→ **Supplied passage**:
++++++++
Rev. Cheryl Pyrch of (PA IPL member) Summit Presbyterian Church graciously shared her sermon from the 2013 National Preach-In on Climate Change. For the non-Presbyterians out there wondering how she chose this reading from the many, many possibilities: many liturgically-based Protestant Christian denominations use the Revised Common Lectionary, a three-year schedule of Bible readings that specifies the texts that will be preached on a particular Sunday. If your time is short today, skip to the last 3 paragraphs. I have no doubt that you’ll come back for the rest.
Testing the Lord
Luke 4: 1-12
I wonder what the devil thought, as he watched Jesus being baptized. Now, we don’t know that he was there – none of the gospel writers mention him – but if he wasn’t, surely he had an informant. An informant who told him about this man from Nazareth who had the Holy Spirit descend on him like a dove. About the voice from heaven that said, “You are my son, the Beloved, with you I am well pleased.” Was the devil jealous, or did he just realize Jesus would be a really big catch? Either way, during those forty days in the wilderness the devil did his best to tempt Jesus into disobedience. To undermine that father/son relationship. To perhaps make Jesus a little less beloved. We aren’t told about all the tricks he used in those forty days, but at the end of them he made three final offers.
“Since you are the Son of God, turn this stone into bread.” It must have been tempting. Jesus was famished. But he remembered scripture, and he knew that he didn’t receive the power of the Holy Spirit to satisfy his own needs. So he replied, “it is written, one does not live by bread alone.”
++++++++
→ **Data shown**:
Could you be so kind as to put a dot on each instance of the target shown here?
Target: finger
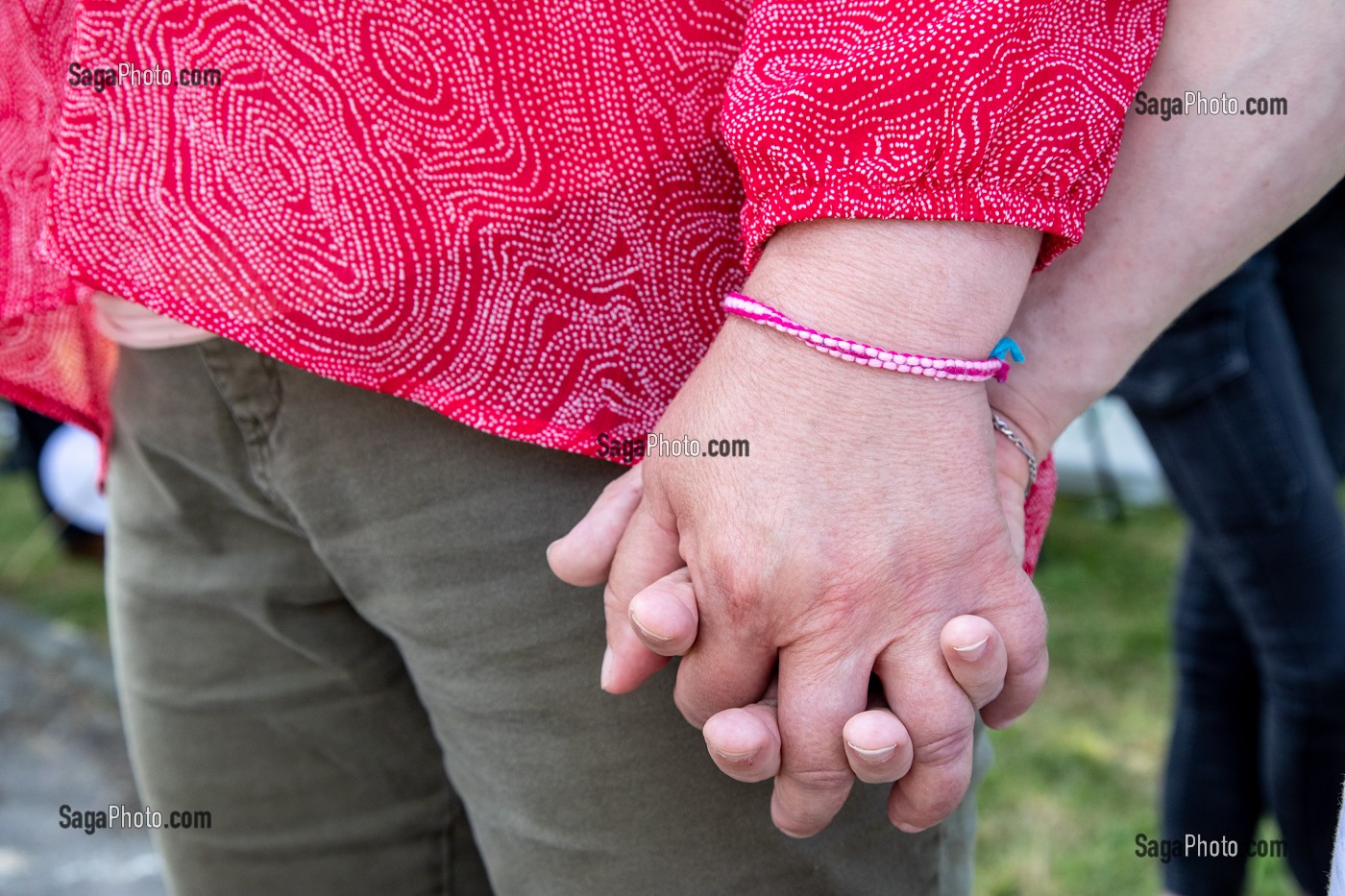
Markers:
(648, 552)
(584, 554)
(723, 668)
(1022, 626)
(746, 742)
(817, 697)
(665, 615)
(941, 720)
(975, 657)
(877, 747)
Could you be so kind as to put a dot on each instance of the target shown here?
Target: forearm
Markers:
(1190, 198)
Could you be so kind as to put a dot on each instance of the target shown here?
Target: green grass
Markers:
(36, 570)
(1078, 777)
(1073, 781)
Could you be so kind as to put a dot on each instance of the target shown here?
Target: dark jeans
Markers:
(1243, 400)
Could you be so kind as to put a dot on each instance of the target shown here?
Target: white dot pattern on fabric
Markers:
(525, 215)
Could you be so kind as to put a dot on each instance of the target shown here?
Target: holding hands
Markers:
(850, 594)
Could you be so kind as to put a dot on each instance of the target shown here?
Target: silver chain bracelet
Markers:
(1002, 428)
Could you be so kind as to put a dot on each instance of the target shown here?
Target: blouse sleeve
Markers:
(1006, 111)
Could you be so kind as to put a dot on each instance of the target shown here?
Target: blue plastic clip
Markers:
(1008, 348)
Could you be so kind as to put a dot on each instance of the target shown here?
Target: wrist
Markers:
(930, 288)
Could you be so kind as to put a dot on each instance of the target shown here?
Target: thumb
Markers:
(646, 553)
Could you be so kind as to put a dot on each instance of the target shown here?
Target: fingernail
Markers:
(873, 755)
(651, 635)
(736, 758)
(972, 651)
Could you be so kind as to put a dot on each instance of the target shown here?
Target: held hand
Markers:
(746, 742)
(831, 583)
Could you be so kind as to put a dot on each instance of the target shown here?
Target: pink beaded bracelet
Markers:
(992, 368)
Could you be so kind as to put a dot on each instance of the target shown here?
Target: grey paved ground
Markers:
(61, 742)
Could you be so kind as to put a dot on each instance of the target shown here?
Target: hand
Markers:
(786, 576)
(746, 742)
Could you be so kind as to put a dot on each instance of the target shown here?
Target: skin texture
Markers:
(811, 559)
(1189, 200)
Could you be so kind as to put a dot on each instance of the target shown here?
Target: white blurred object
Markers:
(1110, 442)
(67, 472)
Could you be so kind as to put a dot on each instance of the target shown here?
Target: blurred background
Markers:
(1073, 785)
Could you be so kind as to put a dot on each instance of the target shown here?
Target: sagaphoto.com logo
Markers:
(124, 74)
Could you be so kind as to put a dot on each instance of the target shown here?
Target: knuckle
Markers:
(820, 781)
(692, 708)
(944, 750)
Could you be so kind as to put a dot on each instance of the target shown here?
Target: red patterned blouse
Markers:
(520, 214)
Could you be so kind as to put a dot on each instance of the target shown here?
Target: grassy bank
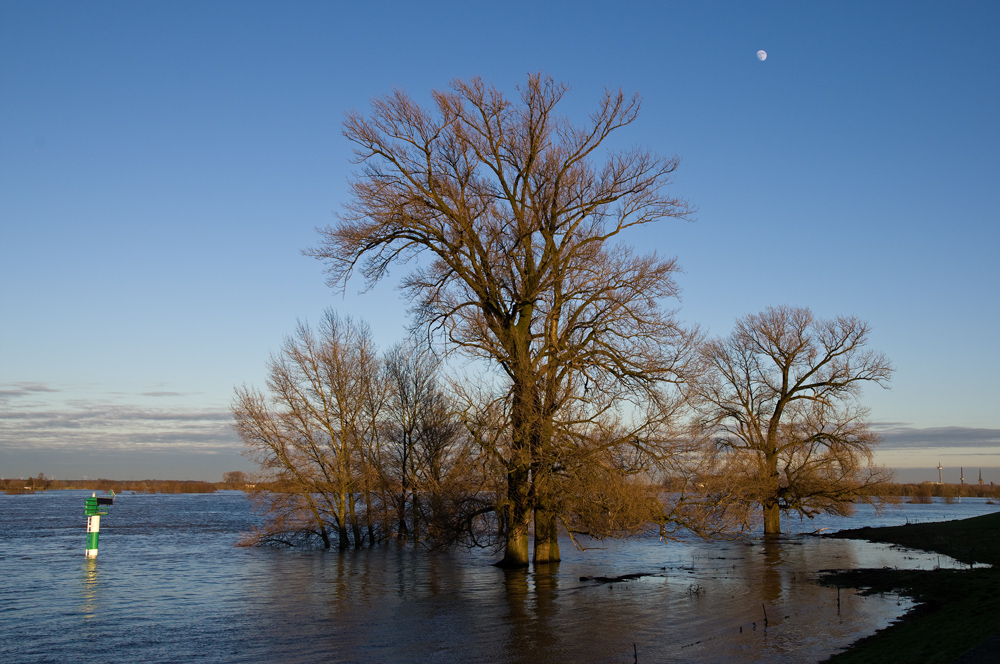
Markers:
(958, 609)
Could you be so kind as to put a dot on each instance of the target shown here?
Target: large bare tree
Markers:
(314, 435)
(782, 398)
(513, 228)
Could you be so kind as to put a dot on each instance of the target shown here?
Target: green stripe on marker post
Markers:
(94, 509)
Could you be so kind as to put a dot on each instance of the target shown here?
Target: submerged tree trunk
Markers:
(772, 518)
(772, 503)
(515, 516)
(546, 537)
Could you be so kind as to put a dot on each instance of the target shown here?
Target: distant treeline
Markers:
(925, 491)
(41, 483)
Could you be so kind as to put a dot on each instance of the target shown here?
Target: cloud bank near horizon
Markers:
(39, 417)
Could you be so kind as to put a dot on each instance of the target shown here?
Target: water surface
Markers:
(169, 586)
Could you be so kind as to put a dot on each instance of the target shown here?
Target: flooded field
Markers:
(169, 586)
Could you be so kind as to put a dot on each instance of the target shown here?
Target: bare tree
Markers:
(516, 229)
(782, 399)
(313, 433)
(421, 432)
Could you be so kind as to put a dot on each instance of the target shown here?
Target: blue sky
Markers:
(163, 165)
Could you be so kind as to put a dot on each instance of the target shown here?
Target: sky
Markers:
(164, 165)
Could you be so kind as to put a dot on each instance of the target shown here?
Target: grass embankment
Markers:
(958, 609)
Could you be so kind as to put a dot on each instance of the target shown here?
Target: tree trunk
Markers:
(772, 519)
(771, 503)
(515, 517)
(546, 537)
(515, 553)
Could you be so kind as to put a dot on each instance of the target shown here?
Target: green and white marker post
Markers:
(94, 512)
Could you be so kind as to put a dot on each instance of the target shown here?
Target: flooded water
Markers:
(169, 586)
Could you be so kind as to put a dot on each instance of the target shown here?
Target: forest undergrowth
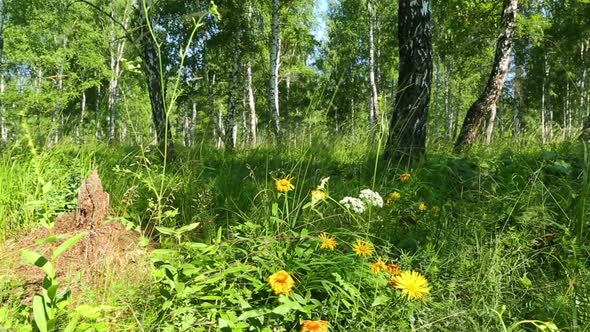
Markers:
(312, 238)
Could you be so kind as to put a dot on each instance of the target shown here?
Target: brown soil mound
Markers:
(107, 250)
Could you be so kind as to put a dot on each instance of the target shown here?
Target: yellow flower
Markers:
(405, 177)
(378, 266)
(362, 248)
(412, 284)
(281, 282)
(314, 326)
(394, 269)
(422, 207)
(284, 185)
(394, 196)
(328, 242)
(317, 195)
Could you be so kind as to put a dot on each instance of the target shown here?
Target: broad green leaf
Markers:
(254, 313)
(187, 228)
(166, 230)
(39, 313)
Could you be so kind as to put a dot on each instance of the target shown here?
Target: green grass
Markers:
(483, 244)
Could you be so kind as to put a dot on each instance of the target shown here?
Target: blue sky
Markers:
(320, 30)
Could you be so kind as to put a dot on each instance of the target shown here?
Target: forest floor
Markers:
(496, 240)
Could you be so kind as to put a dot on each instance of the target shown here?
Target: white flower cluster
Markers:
(354, 204)
(371, 197)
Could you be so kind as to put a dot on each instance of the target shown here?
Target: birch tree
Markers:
(407, 130)
(486, 103)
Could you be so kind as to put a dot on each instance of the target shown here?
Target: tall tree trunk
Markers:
(450, 132)
(567, 112)
(231, 134)
(491, 123)
(519, 99)
(252, 106)
(407, 133)
(97, 127)
(82, 115)
(547, 113)
(215, 114)
(482, 107)
(193, 128)
(116, 49)
(150, 51)
(275, 62)
(583, 53)
(3, 124)
(374, 104)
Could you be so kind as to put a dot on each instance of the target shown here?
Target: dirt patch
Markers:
(107, 250)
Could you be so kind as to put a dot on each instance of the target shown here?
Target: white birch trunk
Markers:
(374, 103)
(82, 115)
(252, 106)
(491, 123)
(117, 49)
(274, 69)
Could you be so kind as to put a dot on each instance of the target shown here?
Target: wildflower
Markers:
(371, 197)
(314, 326)
(378, 266)
(323, 183)
(412, 284)
(422, 207)
(284, 185)
(281, 282)
(328, 242)
(405, 177)
(362, 248)
(354, 204)
(394, 269)
(318, 195)
(394, 196)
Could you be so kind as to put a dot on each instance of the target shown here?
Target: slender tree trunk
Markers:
(567, 112)
(519, 99)
(491, 123)
(274, 70)
(3, 124)
(252, 106)
(231, 134)
(478, 112)
(116, 49)
(155, 81)
(82, 116)
(450, 132)
(583, 52)
(546, 104)
(374, 104)
(407, 133)
(438, 115)
(216, 115)
(193, 128)
(97, 128)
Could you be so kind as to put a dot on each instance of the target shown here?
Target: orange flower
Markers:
(314, 326)
(378, 266)
(362, 248)
(394, 269)
(284, 185)
(281, 282)
(328, 242)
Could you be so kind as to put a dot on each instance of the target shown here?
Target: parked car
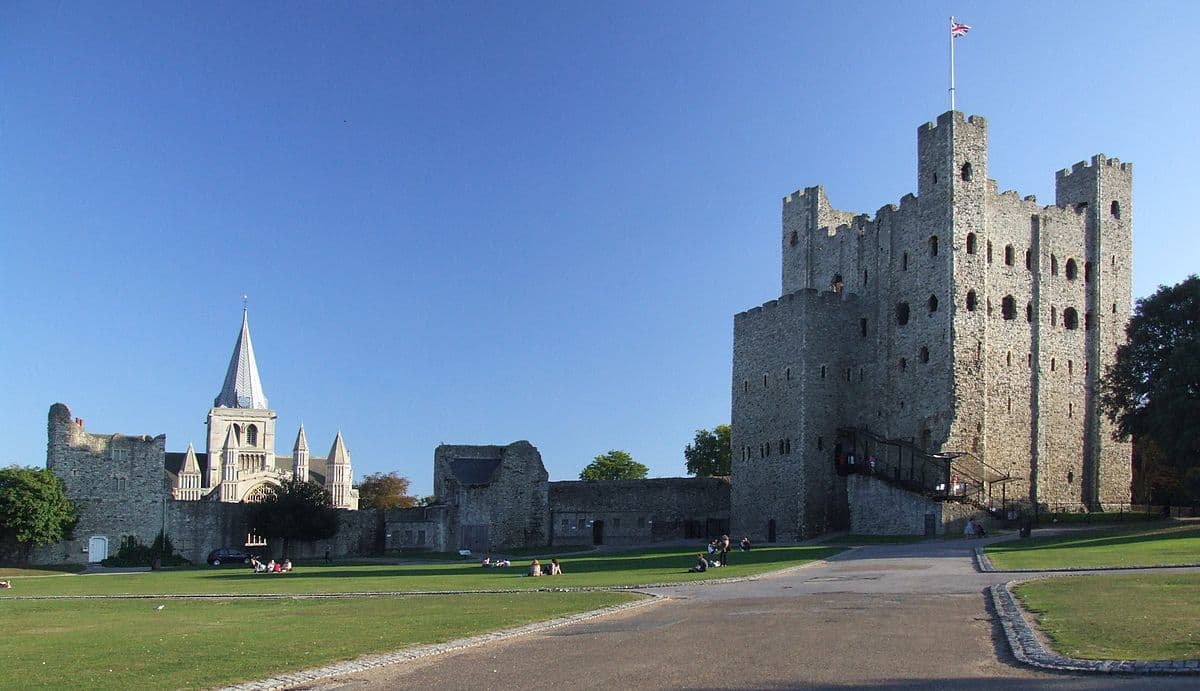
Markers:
(228, 556)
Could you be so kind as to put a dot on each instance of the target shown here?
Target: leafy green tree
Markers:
(709, 454)
(385, 491)
(34, 508)
(295, 510)
(1153, 389)
(613, 466)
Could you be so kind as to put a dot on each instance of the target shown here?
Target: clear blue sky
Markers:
(487, 222)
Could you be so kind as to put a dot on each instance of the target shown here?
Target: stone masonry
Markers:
(963, 319)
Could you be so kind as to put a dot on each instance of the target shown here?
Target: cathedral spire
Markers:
(243, 386)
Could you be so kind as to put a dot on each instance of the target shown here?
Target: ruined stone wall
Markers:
(639, 511)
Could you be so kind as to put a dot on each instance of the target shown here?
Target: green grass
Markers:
(192, 643)
(1102, 548)
(659, 565)
(875, 540)
(1120, 616)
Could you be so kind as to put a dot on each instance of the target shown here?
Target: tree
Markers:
(1153, 389)
(613, 466)
(385, 491)
(295, 510)
(34, 508)
(709, 454)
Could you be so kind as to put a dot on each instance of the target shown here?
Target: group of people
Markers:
(718, 554)
(271, 566)
(555, 569)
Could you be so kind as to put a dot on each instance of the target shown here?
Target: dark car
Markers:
(228, 556)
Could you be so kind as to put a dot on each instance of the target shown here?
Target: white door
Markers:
(97, 550)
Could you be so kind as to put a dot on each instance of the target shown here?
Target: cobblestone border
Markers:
(984, 564)
(1029, 650)
(408, 654)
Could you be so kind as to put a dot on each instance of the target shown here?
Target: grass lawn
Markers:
(1101, 548)
(191, 643)
(1119, 616)
(658, 565)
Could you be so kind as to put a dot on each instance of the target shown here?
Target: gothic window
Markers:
(1008, 307)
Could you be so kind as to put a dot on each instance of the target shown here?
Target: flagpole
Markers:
(952, 64)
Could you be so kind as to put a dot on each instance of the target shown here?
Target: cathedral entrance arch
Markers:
(97, 548)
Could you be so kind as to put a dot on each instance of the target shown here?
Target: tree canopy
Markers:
(34, 508)
(709, 454)
(385, 491)
(613, 466)
(1152, 392)
(295, 510)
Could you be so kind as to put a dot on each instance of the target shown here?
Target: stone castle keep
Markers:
(951, 346)
(959, 337)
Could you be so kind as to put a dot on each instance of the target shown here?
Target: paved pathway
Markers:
(894, 616)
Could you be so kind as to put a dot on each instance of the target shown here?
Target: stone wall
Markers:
(639, 511)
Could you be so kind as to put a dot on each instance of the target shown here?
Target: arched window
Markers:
(1008, 307)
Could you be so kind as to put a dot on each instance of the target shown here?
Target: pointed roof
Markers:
(339, 455)
(243, 388)
(301, 442)
(190, 463)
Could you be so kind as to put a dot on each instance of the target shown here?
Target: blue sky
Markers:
(487, 222)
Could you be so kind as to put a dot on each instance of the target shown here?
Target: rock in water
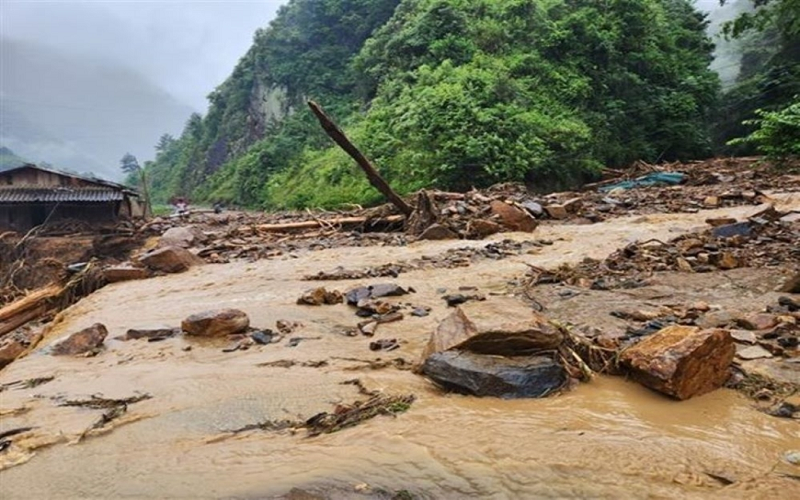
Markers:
(81, 342)
(681, 361)
(216, 323)
(481, 375)
(513, 218)
(170, 259)
(511, 339)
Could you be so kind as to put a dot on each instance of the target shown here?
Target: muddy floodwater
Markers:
(609, 438)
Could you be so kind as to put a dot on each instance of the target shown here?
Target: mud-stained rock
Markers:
(681, 361)
(514, 218)
(125, 272)
(481, 375)
(320, 296)
(82, 342)
(170, 259)
(356, 295)
(182, 236)
(520, 338)
(438, 232)
(792, 285)
(158, 332)
(216, 323)
(481, 228)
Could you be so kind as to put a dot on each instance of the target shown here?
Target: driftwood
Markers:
(314, 224)
(373, 176)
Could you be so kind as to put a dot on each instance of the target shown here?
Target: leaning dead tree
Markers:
(373, 176)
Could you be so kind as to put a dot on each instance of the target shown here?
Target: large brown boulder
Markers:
(216, 323)
(82, 342)
(170, 259)
(183, 237)
(520, 338)
(125, 272)
(513, 218)
(681, 361)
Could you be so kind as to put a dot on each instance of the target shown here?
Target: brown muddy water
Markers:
(606, 439)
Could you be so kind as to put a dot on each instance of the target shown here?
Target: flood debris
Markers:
(27, 383)
(681, 361)
(87, 341)
(97, 402)
(170, 259)
(216, 323)
(320, 296)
++++++++
→ **Request A**:
Translate this sentence from the sermon passage into Spanish: "I wonder what the devil thought, as he watched Jesus being baptized."
→ **Request B**:
Return each line of the records that contains the word "bracelet".
The sermon passage and the records have no connection to each other.

→ **Worked answer A**:
Me pregunto qué pensó el diablo mientras veía a Jesús ser bautizado.

→ **Worked answer B**:
Target: silver chain bracelet
Target: pink beaded bracelet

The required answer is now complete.